[What is needed]
Please extract the part of the interest-on-reserves excerpt between "Of the many" and "Fed’s 2 percent target.", inclusive.

** Start of Text excerpt **

Of the many bemusing chapters of the whole interest‐​on‐​reserves tragicomedy, none is more jaw‐​droppingly so than that in which the strategies’ apologists endeavored to show that paying interest on reserves did not, after all, discourage banks from lending, or contribute to the vast accumulation of excess reserves.


Apart from resting on logic that’s bound to bring a smile to the face of anyone reasonably conversant with the rudiments of Money and Banking 101, these demonstrations fly in the face, both of the original justification for IOR, as offered by Federal Reserve officials themselves, and of the Fed’s recent decision to double IOR (and, with it, the upper‐​bound of the Fed’s federal funds rate target range) so as to prevent inflation from rising above the Fed’s 2 percent target.


Now, unless general understanding of basic monetary economics has deteriorated even more than I suspect it has over the course of the crisis and recovery, that understanding still sees inflation as a consequence of “too much money chasing too few goods.” But money can either chase after goods, or rest in bank vaults (or in the virtual vaults consisting of deposits at the Fed). It can’t do both. Thus the logic (and for once it is logical logic) behind the Fed’s decision, both in October 2008 and last month, to check inflation by raising the interest return on bank reserves.

Now on to the exhibits. I start with another passage from the Richmond Fed article by Walter and Courtois referred to in my earlier post. There I noted how these authors shared Bernanke’s own understanding of the Fed’s decision to introduce IOR in October 2008. “Once banks began earning interest on the excess reserves they held,” Walter and Courtois write, “they would be more willing to hold on to excess reserves instead of attempting to purge them from their balance sheets via loans made in the fed funds market.”


Perfectly correct. Nor do Walter and Courtois suggest that there was anything wrong with the Fed’s understanding of what it was up to. Yet, some paragraphs later, the same authors declare that banks’ subsequent accumulation of excess reserves

has mistakenly been viewed by some as a sign that the Fed’s lending facilities — the goal of which has been to maintain the flow of credit between banks, and therefore from the banking sector to firms and households — have not worked.

Now, this is already rather confusing, for as we’ve seen, according to these authors themselves, the whole point of IOR was, not to “maintain the flow of credit” in the sense of keeping it from shrinking — for shrink it most certainly did — but to make sure that the Fed’s additions to the total stock of reserves did not increase that flow, which is to say, did not serve to arrest the flow’s decline.


But let us set our befuddlement aside, in order to allow our authors to dispute the view that the vast post‐​IOR accumulation of excess reserves was evidence that the Fed’s emergency loans and asset purchases weren’t serving to “maintain” an adequate flow of credit:

To the contrary, the level of reserves in the banking system is almost entirely unaffected by bank lending. By virtue of simple accounting, transactions by one bank that reduce the amount of reserves it holds will necessarily be met with an equal increase in reserves held at other banks, and vice versa. As described in detail in a 2009 paper by New York Fed economists Todd Keister and James McAndrews, nearly all of the total quantity of reserves in the banking system is determined solely by the amount provided by Federal Reserve. Thus, the level of total reserves in the banking system is not an appropriate metric for the success of the Fed’s lending programs.

** End of Text excerpt **
** Start of Recorded data **

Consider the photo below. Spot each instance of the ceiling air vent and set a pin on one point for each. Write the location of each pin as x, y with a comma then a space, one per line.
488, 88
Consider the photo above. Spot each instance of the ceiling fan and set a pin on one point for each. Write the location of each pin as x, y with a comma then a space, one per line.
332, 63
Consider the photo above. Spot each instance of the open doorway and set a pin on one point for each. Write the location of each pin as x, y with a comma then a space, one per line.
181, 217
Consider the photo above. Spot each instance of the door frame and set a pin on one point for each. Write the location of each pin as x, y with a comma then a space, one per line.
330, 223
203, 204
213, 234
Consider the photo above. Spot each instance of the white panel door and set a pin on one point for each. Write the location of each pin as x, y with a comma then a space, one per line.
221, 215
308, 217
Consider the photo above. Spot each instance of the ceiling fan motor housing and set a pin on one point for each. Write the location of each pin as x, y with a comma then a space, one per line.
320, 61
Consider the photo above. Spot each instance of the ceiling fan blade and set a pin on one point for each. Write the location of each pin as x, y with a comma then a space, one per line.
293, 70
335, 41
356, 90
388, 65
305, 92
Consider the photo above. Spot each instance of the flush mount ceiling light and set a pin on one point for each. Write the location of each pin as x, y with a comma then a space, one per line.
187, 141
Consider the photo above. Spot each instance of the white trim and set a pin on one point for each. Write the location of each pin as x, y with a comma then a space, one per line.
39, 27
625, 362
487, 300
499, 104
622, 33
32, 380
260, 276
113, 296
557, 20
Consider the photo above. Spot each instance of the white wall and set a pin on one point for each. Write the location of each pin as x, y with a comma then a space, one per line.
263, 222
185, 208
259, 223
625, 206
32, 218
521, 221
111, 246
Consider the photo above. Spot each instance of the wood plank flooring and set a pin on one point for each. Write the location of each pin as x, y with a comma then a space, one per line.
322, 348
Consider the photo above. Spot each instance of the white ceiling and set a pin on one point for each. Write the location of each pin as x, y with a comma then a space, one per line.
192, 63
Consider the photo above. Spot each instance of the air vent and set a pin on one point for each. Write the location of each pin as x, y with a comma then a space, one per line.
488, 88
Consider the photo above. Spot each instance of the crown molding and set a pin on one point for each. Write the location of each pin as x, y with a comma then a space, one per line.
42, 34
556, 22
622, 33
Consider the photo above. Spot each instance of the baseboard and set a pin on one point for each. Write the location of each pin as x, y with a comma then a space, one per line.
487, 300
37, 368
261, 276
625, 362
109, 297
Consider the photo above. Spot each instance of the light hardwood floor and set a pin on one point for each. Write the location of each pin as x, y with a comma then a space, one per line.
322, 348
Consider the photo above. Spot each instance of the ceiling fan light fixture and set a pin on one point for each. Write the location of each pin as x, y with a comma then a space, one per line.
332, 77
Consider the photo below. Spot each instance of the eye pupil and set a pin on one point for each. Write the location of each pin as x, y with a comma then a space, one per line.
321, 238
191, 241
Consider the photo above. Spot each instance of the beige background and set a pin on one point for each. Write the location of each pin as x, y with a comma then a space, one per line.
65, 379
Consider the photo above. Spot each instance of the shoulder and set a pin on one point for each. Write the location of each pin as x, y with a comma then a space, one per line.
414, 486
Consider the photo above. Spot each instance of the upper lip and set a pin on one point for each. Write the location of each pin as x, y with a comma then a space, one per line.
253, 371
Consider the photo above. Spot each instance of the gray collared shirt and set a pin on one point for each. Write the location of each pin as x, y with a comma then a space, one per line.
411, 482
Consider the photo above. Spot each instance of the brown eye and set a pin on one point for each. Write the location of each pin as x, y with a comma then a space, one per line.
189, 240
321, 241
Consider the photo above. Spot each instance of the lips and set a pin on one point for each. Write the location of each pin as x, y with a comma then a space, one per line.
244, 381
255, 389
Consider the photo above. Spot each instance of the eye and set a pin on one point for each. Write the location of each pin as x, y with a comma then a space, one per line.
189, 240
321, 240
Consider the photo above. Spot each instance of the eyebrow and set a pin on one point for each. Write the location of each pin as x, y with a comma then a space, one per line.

** End of Recorded data **

[Complete answer]
Of the many bemusing chapters of the whole interest‐​on‐​reserves tragicomedy, none is more jaw‐​droppingly so than that in which the strategies’ apologists endeavored to show that paying interest on reserves did not, after all, discourage banks from lending, or contribute to the vast accumulation of excess reserves.


Apart from resting on logic that’s bound to bring a smile to the face of anyone reasonably conversant with the rudiments of Money and Banking 101, these demonstrations fly in the face, both of the original justification for IOR, as offered by Federal Reserve officials themselves, and of the Fed’s recent decision to double IOR (and, with it, the upper‐​bound of the Fed’s federal funds rate target range) so as to prevent inflation from rising above the Fed’s 2 percent target.